Goal: Reproduce all of the data that follows, character for character.

Stored items:
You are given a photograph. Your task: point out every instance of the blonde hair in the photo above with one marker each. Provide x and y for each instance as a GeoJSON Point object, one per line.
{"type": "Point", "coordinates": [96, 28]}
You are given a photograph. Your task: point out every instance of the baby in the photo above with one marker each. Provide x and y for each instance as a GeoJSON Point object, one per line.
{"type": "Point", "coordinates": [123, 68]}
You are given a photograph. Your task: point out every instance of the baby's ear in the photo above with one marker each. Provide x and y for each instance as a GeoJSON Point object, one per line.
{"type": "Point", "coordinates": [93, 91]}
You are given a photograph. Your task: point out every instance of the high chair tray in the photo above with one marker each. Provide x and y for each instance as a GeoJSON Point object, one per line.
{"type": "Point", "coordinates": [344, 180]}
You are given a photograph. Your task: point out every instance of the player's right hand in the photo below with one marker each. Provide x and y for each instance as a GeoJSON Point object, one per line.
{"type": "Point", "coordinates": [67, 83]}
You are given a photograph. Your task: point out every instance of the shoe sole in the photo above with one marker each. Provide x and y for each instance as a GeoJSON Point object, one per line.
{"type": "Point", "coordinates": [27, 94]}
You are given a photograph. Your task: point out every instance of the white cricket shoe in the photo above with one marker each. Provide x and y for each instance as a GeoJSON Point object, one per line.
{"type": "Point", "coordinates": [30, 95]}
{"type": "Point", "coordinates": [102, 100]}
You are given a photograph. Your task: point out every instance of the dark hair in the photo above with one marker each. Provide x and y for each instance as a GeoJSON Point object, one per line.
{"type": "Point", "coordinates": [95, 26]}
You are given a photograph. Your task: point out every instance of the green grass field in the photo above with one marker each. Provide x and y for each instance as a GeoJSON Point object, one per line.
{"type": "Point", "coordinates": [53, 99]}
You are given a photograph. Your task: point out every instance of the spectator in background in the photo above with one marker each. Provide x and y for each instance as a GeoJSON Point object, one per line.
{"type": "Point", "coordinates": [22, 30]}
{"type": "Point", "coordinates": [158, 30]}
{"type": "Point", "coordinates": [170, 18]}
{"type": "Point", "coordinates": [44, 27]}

Result for this exercise:
You are given a photograph. Your task: point out every instance of the blonde hair in the photo above with one marker each. Provide x and y for each instance as a GeoJSON Point object, one per line.
{"type": "Point", "coordinates": [96, 28]}
You are given a photograph. Your task: point out every instance of the baby in the photo above with one marker each. Provide x and y for each instance as a GeoJSON Point object, one per line.
{"type": "Point", "coordinates": [123, 68]}
You are given a photograph. Your task: point out every instance of the baby's ear in the photo above with one marker each. Provide x and y for each instance as a GeoJSON Point object, one per line.
{"type": "Point", "coordinates": [93, 91]}
You are given a photograph. Your task: point out every instance of the high chair tray in the photo above with one marker each. Provide x and y for each instance as a GeoJSON Point object, one per line.
{"type": "Point", "coordinates": [344, 180]}
You are given a photograph. Your task: point out every instance of the player's right hand in the photo below with one marker each. Provide x and y for each instance as a GeoJSON Point object, one per line.
{"type": "Point", "coordinates": [67, 83]}
You are given a photograph. Your task: point out every instance of the shoe sole in the photo above with one marker each. Provide x and y for each instance as a GeoJSON Point object, one per line.
{"type": "Point", "coordinates": [27, 94]}
You are given a photograph. Your task: point out every instance of the white cricket shoe in the photo above with one marker each. Provide x and y for each instance as a GeoJSON Point object, one per line.
{"type": "Point", "coordinates": [30, 95]}
{"type": "Point", "coordinates": [102, 100]}
You are given a photograph. Your task: point out every instance of the dark hair in the photo above with one marker each. Provide x and y for each instance as a GeoJSON Point object, one per line.
{"type": "Point", "coordinates": [95, 26]}
You are given a photograph. Your task: point out every instance of the green grass field in the photo above with one marker each. Provide x and y for each instance as a GeoJSON Point object, one per line.
{"type": "Point", "coordinates": [53, 99]}
You are given a photograph. Your task: point out every instance of the spectator in background in the photo above with one marker each. Provide x and y for each instance as a GeoJSON Point object, one per line.
{"type": "Point", "coordinates": [22, 30]}
{"type": "Point", "coordinates": [158, 30]}
{"type": "Point", "coordinates": [170, 18]}
{"type": "Point", "coordinates": [44, 27]}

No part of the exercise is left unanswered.